Bruneau, Philippe - Ducat, Jean: Guide de Délos, quatrième édition refondue et mise à jour avec le concours de Michèle Brunet, Alexandre Farnoux et Jean-Charles Moretti Format 17,5 x 24 cm, 344 p., 113 fig. N-B et couleurs in texte, VIII dépliants ISBN 2-86958-210-2, 25 euros
(Ecole française d'Athènes 2005)
 
Reviewed by Frédéric Maffre, Montpellier III – Paul Valéry
 
Number of words : 2223 words
Published online 2008-02-12
Citation: Histara les comptes rendus (ISSN 2100-0700).
Link: http://histara.sorbonne.fr/cr.php?cr=242
 
 

Au premier abord, le Guide de Délos frappe par son poids et son format : 1130 g. pour une taille de 17 x 24 x 2 cm (l'ancienne version de 1983 ne faisait que 450 g., 15 x 22 x 1 cm et 280 pages mais les éditeurs ont adopté le format inauguré par le guide de Thasos). Ce sont deux caractéristiques surprenantes pour un livre destiné à être transporté sur le terrain. Pourtant il faut bien reconnaître que la qualité de l'illustration photographique (noir et blanc et couleur), ses huit plans, les propositions de restitutions et le contenu scientifique font rapidement oublier ces inconvénients mineurs.

L'École française d'Athènes a publié en 2005 la quatrième édition de son guide dans la collection intitulée Sites et Monuments. Nouvelle édition mais pas uniquement réédition, car une mise à jour et une refonte de l'ouvrage ont été entreprises. Ph. Bruneau, J. Ducat, M. Brunet, A. Farnoux et J.-Ch. Moretti proposent un plan en trois parties pour découvrir ou redécouvrir l'un des hauts lieux de l'archéologie française. La première (p. 27-64) est consacrée à la géographie, à l'histoire, aux légendes et aux cultes. La deuxième (p. 65-158) rassemble différents aspects de l'archéologie délienne : architecture, sculptures, céramiques, peintures, mosaïques, inscriptions, monnaies et autres objets mobiliers. Une étude du territoire rural y est également proposée. Enfin, un troisième ensemble considérable (p. 159-326) est consacré à la description des ruines explorées jusqu'en 2003 inclusivement.

__Données de l'exercice__:

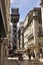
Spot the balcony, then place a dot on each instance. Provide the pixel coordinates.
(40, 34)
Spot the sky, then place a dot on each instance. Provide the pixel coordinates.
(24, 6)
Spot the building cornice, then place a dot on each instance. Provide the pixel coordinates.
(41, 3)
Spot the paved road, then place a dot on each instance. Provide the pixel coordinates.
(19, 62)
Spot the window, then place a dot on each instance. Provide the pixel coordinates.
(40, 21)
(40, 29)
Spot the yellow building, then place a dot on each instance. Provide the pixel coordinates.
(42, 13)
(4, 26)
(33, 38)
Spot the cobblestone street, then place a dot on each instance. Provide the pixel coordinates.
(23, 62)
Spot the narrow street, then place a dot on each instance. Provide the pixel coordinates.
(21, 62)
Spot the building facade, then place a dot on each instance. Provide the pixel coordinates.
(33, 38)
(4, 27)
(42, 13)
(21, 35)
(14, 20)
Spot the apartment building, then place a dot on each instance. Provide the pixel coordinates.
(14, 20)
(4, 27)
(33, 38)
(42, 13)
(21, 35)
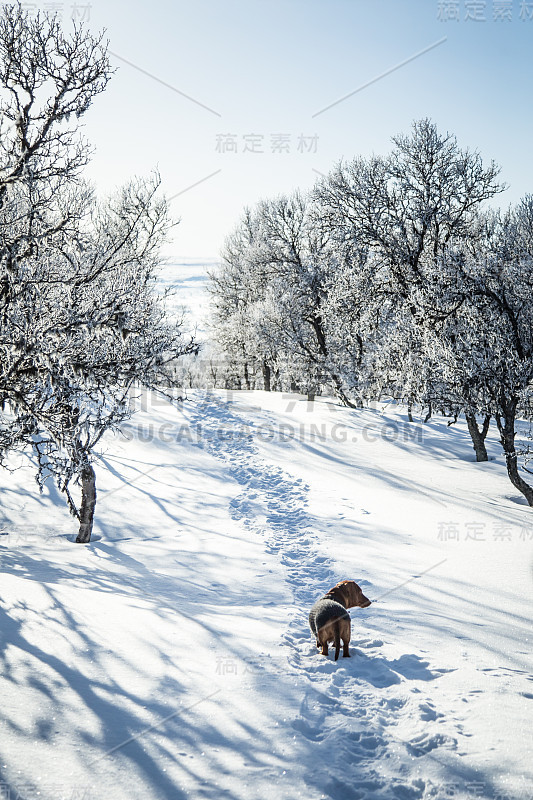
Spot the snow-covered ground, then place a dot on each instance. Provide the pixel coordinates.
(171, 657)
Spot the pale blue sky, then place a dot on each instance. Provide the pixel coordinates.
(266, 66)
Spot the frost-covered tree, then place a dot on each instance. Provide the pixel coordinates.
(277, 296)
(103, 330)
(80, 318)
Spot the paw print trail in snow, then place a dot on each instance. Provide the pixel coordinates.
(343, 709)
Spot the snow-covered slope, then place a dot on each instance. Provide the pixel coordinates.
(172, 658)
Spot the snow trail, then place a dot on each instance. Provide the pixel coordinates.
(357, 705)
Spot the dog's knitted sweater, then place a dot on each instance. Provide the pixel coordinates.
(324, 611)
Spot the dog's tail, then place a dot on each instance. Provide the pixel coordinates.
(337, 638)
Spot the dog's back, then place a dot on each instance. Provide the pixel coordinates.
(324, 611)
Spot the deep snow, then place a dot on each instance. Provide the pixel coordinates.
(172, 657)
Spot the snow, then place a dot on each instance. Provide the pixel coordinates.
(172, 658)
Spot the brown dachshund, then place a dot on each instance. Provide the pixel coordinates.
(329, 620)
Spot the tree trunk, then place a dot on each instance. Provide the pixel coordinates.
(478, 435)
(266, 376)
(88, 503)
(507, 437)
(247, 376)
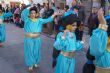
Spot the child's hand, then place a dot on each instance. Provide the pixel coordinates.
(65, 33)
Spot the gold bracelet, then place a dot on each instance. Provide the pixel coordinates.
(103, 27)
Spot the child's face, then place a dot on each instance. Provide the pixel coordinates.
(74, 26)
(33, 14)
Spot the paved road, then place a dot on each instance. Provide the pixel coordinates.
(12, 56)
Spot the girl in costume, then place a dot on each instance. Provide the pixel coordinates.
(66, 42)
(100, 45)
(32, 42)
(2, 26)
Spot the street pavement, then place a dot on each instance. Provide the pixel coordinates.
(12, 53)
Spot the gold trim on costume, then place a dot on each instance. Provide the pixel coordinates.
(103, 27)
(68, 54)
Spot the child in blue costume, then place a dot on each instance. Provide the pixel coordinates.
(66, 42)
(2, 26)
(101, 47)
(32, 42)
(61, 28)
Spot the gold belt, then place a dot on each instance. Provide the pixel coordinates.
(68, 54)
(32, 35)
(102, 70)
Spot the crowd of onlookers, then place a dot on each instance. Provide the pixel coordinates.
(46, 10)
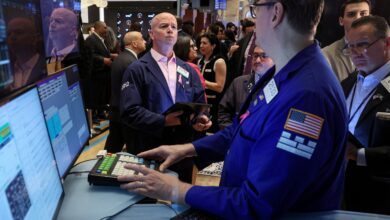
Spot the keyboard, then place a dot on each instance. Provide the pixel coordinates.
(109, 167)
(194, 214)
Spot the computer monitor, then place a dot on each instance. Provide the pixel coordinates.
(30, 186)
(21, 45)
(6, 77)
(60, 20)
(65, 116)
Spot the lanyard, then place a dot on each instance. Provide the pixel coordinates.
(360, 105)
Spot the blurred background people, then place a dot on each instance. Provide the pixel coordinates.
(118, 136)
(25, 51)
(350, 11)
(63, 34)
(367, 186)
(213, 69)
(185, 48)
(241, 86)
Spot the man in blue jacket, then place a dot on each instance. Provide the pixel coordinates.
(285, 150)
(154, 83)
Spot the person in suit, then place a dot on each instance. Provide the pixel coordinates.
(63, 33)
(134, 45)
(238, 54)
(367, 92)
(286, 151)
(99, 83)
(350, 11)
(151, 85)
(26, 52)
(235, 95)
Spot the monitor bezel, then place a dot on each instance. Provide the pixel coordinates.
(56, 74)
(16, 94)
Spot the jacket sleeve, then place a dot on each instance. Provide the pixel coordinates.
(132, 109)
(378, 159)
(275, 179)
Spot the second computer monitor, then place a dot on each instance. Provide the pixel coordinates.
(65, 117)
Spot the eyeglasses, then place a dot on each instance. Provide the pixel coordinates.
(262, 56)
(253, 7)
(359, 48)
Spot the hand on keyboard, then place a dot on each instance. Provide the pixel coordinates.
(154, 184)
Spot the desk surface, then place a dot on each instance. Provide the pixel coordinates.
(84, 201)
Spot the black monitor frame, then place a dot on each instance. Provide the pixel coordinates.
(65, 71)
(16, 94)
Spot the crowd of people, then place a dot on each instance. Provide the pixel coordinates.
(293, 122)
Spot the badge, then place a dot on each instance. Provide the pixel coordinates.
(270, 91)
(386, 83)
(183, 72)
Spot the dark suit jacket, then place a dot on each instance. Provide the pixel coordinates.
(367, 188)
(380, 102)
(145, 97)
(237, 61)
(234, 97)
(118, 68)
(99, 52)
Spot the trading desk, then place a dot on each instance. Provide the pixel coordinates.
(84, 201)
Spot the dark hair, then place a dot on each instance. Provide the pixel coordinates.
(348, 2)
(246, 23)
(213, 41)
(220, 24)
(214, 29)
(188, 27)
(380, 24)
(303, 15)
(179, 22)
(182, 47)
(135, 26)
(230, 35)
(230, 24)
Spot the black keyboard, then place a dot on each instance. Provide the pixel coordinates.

__Consignes__:
A - Relevez chaque ligne des enregistrements où figure le mot « child ».
B - Rédigez la suite du compte rendu consacré au Guide de Délos, en reprenant après sa dernière phrase.

__Corrigé__:
A -
Spot the child's hand, then place a dot on each instance. Provide the pixel coordinates.
Spot the child's face, then place a dot on each instance. Provide the pixel coordinates.
Spot the child in blue costume, then place a dot on each instance. Provide the pixel coordinates.

B -
Une bibliographie, parfois commentée, permet d'offrir à celui qui le souhaite le moyen d'approfondir certains sujets. Le livre se termine par un index, une table des plans-dépliants et figures, les crédits de l'illustration et la table des matières.

Le Guide de Délos, comme le soulignent les auteurs, peut être abordé immédiatement par la lecture de la troisième partie (173 pages), pour laquelle un mode d'emploi est proposé à la page 160. Nous suivrons donc leur conseil en commentant d'abord celle-ci. Retenons que sur le site archéologique, le visiteur pressé peut limiter sa lecture aux parties imprimées en gros caractères où l'essentiel est contenu. Les passages en petits caractères permettent d'approfondir les sujets ou d'aborder les monuments d'importance secondaire. Chaque édifice possède son propre numéro : par exemple dès la page 161, pour un phare (79.1). Le pictogramme renvoie à un autre paragraphe du livre plus développé sur la question des balises. La succession des descriptions se fait selon le principe des itinéraires définis par les auteurs.

Les huit dépliants sont indispensables pour s'orienter sur le site et pour avoir une vision globale des différents secteurs. On regrettera, cependant, l'oubli de l'indication du nord sur les dépliants III et IV, ce qui rend délicate la compréhension de la description p. 165 par exemple. De plus, il est paradoxal que le n° 49, qui débute la présentation d'un nouvel espace (les abords nord-ouest du sanctuaire d'Apollon et le quartier du lac), ne se trouve pas sur le dépliant III. Il faut revenir au premier dépliant pour le situer. Il aurait été préférable, tout en conservant la même mise en page, d'indiquer en tête de chapitre " dépliant I " pour les nos 49 et 50 (ce dernier [salle hypostyle] apparaît en entier sur le plan I et pratiquement pas sur le plan III) plutôt que de le signaler dans le texte en petits caractères uniquement pour le n° 49.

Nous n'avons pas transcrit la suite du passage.